### What this task involves
The answer must be every line of the records below that contains the word "railing", copied out.

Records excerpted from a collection
◇ ◇ ◇ ◇ ◇
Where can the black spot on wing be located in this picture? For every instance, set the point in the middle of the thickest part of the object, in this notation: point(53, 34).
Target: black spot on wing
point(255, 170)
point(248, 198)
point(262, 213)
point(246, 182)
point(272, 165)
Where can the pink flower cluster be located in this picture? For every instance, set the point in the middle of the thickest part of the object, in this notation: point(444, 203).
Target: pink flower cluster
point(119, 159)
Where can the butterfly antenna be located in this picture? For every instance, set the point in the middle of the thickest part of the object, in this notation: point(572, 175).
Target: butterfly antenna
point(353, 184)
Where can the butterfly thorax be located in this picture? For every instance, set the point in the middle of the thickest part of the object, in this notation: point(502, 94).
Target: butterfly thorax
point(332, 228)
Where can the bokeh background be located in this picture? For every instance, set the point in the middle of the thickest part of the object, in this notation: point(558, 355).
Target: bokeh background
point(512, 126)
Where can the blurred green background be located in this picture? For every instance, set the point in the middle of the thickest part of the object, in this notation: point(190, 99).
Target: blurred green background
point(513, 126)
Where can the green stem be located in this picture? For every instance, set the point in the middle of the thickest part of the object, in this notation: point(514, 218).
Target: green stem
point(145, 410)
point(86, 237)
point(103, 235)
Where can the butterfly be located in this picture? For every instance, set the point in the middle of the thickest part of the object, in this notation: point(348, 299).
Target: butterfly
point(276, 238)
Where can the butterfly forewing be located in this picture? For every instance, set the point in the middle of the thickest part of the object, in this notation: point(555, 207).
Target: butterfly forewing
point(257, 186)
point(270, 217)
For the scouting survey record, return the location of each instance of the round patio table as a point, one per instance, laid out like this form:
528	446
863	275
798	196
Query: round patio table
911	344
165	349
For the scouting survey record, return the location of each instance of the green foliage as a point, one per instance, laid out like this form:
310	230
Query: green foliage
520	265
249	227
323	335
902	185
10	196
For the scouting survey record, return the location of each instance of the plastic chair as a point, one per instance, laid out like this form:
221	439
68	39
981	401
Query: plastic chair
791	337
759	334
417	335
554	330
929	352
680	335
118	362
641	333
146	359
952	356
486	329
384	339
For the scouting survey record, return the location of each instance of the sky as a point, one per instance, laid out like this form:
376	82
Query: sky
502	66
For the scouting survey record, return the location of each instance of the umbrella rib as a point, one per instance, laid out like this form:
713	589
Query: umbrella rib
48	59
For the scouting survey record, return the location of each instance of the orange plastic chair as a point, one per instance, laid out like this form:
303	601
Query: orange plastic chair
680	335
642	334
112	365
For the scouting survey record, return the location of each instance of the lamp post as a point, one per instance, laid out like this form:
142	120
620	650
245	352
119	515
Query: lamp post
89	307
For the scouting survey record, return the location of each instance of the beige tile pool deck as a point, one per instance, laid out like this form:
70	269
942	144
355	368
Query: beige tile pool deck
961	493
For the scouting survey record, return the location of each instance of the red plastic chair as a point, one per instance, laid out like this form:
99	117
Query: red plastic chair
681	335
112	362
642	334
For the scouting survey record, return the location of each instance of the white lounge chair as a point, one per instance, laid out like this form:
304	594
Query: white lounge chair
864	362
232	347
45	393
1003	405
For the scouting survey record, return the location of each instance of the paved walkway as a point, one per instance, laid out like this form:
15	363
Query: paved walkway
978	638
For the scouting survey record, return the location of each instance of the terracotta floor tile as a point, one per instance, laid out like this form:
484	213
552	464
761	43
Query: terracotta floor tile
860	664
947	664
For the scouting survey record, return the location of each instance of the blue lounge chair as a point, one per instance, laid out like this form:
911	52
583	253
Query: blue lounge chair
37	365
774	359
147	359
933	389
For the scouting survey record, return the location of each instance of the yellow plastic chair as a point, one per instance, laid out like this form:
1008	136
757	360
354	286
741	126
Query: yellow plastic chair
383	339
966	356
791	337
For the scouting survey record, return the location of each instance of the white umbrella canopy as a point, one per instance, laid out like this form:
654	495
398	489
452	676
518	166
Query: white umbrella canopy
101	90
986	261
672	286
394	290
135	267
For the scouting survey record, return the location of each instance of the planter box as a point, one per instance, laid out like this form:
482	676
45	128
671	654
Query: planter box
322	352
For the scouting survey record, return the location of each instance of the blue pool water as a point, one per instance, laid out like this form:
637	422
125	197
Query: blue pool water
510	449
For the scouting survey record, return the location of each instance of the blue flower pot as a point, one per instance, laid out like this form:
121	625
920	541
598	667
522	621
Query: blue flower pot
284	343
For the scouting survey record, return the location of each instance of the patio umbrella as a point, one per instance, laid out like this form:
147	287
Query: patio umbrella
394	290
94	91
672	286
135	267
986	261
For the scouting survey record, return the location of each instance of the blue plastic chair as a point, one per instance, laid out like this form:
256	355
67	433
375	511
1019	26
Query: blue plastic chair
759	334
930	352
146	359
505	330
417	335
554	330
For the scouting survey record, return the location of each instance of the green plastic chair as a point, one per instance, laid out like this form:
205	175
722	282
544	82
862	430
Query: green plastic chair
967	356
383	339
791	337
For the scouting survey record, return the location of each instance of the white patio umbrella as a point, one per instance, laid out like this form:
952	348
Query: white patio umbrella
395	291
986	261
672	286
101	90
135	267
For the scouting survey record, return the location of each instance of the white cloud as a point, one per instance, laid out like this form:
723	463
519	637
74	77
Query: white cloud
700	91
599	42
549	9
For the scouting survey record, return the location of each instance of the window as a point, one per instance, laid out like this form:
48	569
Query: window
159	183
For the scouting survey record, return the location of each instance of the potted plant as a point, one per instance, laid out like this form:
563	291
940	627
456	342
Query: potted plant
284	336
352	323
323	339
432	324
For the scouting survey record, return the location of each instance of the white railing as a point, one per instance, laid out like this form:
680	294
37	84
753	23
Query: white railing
◇ ◇ ◇ ◇ ◇
### Final answer
For the scouting survey record, return the location of each instance of the white railing as a point, one per instance, laid out like this form:
Query: white railing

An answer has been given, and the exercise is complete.